[Natural-language object grounding data]

+++

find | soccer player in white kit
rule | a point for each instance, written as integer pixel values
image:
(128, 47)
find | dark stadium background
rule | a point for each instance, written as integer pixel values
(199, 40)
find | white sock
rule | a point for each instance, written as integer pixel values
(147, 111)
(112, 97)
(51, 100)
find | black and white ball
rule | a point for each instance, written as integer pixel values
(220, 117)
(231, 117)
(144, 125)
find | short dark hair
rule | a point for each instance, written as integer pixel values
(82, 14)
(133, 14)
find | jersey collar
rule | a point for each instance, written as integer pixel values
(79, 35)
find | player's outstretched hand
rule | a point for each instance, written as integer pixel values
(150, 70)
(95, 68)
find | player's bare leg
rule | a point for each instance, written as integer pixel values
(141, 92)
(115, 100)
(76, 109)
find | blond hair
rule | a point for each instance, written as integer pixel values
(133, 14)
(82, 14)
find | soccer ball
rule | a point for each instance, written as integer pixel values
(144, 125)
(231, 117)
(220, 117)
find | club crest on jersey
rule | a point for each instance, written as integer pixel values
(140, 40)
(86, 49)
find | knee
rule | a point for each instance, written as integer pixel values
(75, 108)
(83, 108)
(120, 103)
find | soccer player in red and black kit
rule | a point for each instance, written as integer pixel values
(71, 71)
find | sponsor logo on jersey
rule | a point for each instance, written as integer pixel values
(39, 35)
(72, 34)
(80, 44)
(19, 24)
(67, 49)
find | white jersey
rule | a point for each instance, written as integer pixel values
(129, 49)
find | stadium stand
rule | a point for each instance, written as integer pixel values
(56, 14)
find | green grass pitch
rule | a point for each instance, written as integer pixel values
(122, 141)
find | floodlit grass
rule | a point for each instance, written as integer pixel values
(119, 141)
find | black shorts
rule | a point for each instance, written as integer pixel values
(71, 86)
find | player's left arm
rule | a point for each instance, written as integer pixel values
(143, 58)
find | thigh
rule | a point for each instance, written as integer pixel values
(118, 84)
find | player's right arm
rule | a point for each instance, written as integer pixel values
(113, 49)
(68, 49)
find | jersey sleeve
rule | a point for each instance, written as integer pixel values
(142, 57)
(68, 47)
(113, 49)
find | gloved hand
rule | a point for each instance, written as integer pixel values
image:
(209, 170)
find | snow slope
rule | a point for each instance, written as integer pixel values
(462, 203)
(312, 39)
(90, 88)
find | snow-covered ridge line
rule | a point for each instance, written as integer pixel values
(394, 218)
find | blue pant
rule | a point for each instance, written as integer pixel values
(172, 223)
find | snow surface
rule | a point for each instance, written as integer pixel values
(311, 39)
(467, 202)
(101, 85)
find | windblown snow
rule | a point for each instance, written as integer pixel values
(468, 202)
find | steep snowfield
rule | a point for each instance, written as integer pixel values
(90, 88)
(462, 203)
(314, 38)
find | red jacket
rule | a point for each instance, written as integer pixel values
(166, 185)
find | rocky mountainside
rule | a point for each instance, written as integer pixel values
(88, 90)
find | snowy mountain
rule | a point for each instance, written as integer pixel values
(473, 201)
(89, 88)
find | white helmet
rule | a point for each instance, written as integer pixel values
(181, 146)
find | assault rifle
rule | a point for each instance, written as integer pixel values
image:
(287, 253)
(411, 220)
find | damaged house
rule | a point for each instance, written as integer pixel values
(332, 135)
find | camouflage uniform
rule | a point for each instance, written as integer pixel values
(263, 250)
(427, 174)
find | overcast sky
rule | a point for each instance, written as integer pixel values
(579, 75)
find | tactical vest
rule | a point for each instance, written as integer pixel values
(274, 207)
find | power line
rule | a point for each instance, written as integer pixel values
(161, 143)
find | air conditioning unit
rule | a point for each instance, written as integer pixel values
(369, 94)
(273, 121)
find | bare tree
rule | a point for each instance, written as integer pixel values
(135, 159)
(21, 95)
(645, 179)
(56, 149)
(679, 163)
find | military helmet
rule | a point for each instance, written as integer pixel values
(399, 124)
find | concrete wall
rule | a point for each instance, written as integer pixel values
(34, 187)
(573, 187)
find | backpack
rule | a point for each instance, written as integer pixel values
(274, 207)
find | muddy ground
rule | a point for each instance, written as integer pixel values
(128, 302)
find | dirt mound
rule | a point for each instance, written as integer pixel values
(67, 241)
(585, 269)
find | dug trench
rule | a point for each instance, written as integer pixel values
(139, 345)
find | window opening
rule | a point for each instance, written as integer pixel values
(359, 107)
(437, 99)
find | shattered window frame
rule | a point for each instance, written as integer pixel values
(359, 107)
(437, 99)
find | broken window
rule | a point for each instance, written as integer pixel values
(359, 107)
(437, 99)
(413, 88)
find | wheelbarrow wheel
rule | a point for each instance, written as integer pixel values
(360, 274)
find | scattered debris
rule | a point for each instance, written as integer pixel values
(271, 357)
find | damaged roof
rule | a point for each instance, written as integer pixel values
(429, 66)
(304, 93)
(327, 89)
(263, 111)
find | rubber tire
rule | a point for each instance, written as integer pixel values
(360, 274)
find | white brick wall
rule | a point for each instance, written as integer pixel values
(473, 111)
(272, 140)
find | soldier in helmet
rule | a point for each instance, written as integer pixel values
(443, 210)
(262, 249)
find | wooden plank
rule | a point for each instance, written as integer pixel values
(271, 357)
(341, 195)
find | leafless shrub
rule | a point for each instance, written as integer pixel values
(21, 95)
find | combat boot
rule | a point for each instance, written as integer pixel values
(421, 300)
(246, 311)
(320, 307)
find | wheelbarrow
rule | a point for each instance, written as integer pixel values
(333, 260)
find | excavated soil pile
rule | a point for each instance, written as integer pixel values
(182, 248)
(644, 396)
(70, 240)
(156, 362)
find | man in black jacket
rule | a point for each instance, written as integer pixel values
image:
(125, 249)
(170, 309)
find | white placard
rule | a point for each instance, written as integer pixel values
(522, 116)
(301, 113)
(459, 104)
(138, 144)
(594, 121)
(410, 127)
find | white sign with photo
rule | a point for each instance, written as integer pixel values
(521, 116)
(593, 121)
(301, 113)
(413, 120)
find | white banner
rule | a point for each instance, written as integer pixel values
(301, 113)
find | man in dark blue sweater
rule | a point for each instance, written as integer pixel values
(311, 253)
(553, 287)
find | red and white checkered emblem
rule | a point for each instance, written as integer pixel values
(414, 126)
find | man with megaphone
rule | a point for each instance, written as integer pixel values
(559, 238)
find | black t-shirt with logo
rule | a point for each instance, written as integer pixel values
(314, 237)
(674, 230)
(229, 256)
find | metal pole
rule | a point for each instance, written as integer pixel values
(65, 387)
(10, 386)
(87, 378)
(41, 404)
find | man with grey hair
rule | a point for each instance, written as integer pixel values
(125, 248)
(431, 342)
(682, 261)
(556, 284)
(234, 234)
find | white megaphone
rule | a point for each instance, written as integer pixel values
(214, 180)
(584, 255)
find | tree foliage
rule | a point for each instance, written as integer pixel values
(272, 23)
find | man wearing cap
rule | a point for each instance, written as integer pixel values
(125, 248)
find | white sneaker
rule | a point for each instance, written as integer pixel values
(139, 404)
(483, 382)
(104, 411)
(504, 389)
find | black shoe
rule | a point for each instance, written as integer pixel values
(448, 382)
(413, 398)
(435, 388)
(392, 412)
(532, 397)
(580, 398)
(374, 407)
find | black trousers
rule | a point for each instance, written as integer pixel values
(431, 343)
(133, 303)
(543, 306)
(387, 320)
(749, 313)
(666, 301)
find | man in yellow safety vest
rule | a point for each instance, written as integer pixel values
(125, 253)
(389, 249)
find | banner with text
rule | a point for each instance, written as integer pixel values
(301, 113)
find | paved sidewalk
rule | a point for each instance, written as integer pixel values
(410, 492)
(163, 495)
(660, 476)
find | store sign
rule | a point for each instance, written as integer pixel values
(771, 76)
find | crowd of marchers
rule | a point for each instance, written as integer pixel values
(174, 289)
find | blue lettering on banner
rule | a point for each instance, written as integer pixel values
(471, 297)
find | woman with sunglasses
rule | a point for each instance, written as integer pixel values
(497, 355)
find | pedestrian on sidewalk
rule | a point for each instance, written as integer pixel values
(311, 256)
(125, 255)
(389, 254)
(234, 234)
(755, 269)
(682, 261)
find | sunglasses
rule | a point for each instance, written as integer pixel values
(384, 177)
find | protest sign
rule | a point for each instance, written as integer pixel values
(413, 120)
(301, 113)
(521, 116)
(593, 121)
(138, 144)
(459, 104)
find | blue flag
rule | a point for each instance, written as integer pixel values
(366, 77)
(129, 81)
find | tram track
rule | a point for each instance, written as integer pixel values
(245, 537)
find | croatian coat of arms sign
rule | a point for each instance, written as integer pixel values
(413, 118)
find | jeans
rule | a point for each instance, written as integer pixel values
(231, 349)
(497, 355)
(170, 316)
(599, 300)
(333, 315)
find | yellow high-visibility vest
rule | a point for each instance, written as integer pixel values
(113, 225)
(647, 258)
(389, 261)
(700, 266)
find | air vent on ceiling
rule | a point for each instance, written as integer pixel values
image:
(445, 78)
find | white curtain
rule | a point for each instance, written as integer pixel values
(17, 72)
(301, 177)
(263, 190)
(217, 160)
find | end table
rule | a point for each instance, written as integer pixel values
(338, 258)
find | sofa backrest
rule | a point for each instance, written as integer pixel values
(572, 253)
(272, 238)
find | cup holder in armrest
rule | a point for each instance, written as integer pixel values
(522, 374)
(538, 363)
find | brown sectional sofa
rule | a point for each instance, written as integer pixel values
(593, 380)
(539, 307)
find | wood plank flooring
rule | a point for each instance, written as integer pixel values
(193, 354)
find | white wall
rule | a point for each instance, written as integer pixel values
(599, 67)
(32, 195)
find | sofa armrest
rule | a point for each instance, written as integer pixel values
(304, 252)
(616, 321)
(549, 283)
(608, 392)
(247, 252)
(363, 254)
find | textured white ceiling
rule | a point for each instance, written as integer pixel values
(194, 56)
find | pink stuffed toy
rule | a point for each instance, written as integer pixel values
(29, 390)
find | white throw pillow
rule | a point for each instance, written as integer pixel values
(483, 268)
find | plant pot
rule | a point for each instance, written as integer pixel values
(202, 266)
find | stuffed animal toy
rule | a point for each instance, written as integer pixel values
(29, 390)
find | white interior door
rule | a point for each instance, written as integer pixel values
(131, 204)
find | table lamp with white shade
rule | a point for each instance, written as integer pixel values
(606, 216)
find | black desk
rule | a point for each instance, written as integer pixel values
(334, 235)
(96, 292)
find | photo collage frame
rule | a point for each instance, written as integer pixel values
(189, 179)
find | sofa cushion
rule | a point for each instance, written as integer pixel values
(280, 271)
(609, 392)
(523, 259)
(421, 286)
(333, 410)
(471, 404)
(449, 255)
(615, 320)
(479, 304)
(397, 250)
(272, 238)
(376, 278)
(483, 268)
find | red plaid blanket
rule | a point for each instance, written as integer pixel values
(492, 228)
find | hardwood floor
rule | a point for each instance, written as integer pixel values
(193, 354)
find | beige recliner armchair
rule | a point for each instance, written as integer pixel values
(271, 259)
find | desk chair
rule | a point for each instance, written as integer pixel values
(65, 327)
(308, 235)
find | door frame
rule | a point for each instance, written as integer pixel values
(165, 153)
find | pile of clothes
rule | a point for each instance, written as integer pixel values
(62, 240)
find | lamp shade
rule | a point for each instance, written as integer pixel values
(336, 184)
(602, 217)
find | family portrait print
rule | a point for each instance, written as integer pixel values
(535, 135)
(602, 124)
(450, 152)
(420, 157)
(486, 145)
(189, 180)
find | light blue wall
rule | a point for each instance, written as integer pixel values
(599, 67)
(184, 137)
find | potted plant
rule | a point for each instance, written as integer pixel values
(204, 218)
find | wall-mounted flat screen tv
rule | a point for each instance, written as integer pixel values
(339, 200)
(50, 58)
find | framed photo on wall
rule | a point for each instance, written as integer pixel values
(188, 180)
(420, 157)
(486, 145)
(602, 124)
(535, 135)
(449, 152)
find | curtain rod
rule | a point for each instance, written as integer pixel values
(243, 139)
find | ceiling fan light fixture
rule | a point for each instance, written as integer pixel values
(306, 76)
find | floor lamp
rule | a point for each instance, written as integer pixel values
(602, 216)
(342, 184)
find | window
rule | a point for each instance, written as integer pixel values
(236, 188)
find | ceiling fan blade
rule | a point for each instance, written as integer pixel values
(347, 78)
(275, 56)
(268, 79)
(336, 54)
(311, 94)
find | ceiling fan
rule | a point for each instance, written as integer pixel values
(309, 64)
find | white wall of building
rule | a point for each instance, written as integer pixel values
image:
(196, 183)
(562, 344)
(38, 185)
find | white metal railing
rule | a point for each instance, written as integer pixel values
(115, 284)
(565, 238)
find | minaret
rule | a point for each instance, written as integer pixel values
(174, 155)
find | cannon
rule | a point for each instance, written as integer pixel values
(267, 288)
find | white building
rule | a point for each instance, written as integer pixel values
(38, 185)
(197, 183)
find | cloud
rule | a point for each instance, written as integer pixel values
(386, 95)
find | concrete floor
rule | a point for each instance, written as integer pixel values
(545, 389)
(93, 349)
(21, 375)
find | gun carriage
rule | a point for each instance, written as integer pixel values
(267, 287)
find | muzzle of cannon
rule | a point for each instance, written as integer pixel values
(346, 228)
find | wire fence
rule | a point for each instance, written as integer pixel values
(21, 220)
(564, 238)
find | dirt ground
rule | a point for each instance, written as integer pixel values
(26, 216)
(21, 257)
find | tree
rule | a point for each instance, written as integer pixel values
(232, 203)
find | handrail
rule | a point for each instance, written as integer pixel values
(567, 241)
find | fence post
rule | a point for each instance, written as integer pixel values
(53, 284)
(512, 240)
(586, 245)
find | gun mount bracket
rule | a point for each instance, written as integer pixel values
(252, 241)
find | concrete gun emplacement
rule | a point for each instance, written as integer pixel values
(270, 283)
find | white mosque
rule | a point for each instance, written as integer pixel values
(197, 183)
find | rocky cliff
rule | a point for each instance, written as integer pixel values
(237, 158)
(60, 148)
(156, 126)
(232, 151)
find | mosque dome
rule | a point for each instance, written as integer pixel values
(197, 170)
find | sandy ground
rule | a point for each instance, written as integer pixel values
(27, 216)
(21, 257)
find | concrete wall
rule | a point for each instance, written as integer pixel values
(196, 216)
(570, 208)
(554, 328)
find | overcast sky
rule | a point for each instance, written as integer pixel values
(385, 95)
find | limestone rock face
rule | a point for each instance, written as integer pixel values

+++

TASK TO CARRY OUT ::
Set down again, word for word, the stretch of records from the line with "find | player's right arm" to the line with "find | camouflage uniform", both of those lines included.

RESPONSE TO THIS EXERCISE ::
find | player's right arm
rule | a point for each instance, written as integer pixel values
(113, 49)
(68, 49)
find | jersey sleeve
rule | a point for each instance, written as integer pixel values
(142, 57)
(68, 47)
(113, 49)
find | gloved hand
rule | a point for each instance, written as integer pixel values
image:
(209, 170)
find | snow slope
rule | a point for each instance, written as integer pixel values
(462, 203)
(312, 39)
(90, 88)
find | snow-covered ridge line
rule | a point for each instance, written as integer pixel values
(394, 218)
find | blue pant
rule | a point for each instance, written as integer pixel values
(172, 223)
find | snow surface
rule | a point for each instance, written as integer pixel values
(311, 39)
(467, 202)
(101, 85)
find | windblown snow
rule | a point for each instance, written as integer pixel values
(468, 202)
find | steep snowfield
rule | a point for each instance, written as integer pixel values
(90, 88)
(462, 203)
(314, 38)
find | red jacket
rule | a point for each instance, written as integer pixel values
(166, 185)
find | rocky mountainside
rule | a point for each instance, written as integer pixel values
(88, 90)
find | snowy mountain
rule | a point for each instance, written as integer pixel values
(473, 201)
(89, 88)
find | white helmet
rule | a point for each instance, written as integer pixel values
(181, 146)
find | assault rifle
rule | a point for each instance, written as integer pixel values
image:
(287, 253)
(411, 220)
find | damaged house
rule | a point for each instance, written as integer pixel values
(332, 135)
find | camouflage uniform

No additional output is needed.